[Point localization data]
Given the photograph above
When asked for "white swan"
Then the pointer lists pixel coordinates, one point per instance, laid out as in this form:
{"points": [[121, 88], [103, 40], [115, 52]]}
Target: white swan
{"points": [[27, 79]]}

---

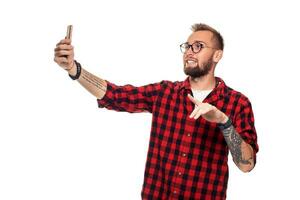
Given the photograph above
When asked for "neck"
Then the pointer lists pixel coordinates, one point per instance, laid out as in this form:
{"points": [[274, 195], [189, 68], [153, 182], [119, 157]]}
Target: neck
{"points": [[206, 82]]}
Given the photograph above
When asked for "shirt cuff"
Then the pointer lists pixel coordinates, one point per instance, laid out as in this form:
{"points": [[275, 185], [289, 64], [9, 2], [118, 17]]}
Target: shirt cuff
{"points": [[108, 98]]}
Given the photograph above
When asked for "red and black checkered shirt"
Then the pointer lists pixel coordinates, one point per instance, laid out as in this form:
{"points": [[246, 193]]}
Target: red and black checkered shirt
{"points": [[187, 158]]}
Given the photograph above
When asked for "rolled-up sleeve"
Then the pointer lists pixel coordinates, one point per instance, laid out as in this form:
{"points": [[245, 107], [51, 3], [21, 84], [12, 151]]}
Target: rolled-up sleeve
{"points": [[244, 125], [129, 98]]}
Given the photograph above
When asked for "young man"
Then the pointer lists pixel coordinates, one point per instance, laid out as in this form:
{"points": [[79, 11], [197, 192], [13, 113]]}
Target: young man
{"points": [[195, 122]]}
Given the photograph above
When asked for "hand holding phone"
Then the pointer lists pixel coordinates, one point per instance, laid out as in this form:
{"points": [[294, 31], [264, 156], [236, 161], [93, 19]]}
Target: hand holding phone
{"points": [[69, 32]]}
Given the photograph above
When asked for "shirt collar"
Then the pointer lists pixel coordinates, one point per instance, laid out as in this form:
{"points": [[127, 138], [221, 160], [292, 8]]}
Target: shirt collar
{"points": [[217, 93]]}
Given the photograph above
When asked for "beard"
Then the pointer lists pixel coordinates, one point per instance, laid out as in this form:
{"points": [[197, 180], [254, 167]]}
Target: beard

— Required action —
Using the records above, copy every line that has the word "When" in it.

— Result of the task —
When asked for "white swan"
When asked for "neck"
When asked for "shirt cuff"
When asked for "red and black checkered shirt"
When asked for "rolled-up sleeve"
When asked for "young man"
When asked for "hand holding phone"
When asked for "shirt collar"
When asked for "beard"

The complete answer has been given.